┏━━

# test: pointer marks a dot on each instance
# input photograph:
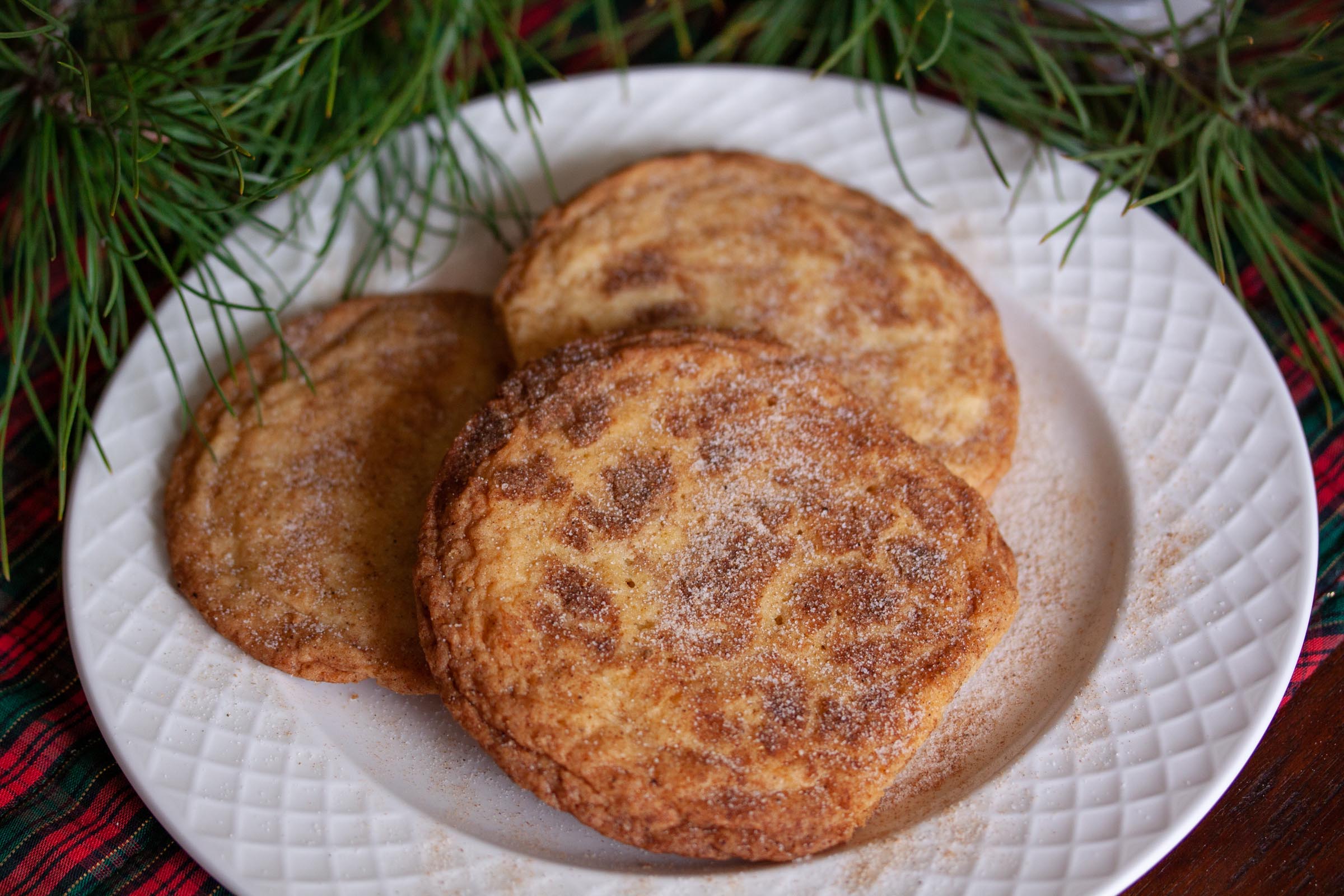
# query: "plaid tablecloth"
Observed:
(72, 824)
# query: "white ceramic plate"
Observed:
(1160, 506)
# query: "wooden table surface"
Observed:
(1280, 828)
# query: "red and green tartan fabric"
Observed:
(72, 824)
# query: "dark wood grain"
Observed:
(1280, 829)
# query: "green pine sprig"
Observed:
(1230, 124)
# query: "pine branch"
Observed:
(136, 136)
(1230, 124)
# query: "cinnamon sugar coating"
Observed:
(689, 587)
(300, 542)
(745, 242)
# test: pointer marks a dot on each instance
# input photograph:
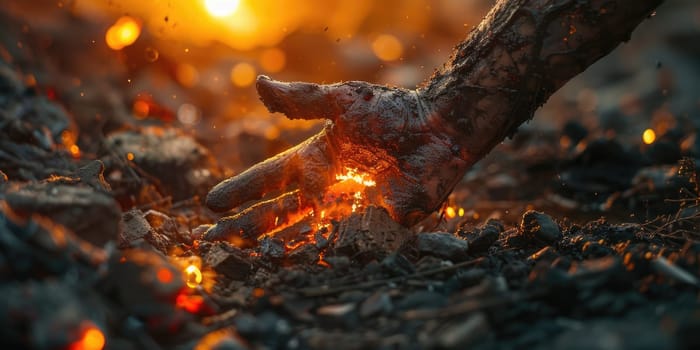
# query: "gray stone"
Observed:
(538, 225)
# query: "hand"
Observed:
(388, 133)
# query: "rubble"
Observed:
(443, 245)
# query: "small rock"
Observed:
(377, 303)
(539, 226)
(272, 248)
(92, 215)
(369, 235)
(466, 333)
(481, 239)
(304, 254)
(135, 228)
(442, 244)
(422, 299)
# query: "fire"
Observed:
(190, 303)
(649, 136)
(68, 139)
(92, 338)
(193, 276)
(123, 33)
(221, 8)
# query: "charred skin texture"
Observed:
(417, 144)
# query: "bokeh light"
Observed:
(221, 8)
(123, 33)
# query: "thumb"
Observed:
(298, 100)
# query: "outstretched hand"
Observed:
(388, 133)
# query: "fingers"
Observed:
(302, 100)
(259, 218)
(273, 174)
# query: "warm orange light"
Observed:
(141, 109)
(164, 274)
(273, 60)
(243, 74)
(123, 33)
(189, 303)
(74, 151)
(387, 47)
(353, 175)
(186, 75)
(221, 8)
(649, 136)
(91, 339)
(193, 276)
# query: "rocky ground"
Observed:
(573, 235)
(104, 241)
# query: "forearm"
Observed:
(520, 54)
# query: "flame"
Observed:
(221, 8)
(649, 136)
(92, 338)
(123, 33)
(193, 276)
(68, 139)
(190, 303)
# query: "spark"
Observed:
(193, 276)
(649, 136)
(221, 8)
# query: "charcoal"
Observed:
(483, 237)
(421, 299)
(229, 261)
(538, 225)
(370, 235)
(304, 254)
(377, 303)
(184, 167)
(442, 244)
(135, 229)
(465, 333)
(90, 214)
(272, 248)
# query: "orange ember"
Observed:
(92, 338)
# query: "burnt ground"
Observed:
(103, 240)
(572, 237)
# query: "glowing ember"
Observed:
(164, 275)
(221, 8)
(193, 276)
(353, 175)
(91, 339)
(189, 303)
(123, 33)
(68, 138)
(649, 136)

┗━━
┏━━

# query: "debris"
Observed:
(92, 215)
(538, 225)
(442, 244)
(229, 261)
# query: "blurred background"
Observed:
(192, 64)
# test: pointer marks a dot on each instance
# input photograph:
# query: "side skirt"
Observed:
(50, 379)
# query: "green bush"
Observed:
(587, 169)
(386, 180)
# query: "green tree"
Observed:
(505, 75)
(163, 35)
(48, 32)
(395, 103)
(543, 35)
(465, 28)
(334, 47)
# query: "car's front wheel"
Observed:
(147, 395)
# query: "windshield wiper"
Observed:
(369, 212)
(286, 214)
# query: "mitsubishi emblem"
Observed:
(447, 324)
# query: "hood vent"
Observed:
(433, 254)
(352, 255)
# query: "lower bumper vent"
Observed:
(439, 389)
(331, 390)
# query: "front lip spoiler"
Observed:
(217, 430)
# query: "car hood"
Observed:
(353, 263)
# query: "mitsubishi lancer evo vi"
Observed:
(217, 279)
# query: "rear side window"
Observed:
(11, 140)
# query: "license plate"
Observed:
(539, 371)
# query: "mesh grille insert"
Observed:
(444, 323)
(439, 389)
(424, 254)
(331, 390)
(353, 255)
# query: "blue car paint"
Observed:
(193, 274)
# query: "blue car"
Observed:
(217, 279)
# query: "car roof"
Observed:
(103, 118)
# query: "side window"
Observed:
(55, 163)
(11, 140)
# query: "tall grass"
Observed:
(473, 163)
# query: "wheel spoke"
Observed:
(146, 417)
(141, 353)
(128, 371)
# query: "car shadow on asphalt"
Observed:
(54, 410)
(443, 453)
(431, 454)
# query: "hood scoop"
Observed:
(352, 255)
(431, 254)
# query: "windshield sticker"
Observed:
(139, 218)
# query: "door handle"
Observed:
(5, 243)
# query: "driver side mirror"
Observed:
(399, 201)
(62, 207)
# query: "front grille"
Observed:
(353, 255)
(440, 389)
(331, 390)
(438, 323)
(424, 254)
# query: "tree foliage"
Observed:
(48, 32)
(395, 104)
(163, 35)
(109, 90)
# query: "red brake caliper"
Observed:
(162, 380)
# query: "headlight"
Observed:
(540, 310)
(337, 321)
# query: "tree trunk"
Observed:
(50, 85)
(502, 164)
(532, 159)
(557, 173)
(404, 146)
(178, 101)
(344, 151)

┗━━

_TASK DIRECTIONS_
Among the lines above, please find those with "tree" and copy them.

_ANSWER BOX_
# query: "green tree"
# query: "tree foliage"
# query: "tree trunk"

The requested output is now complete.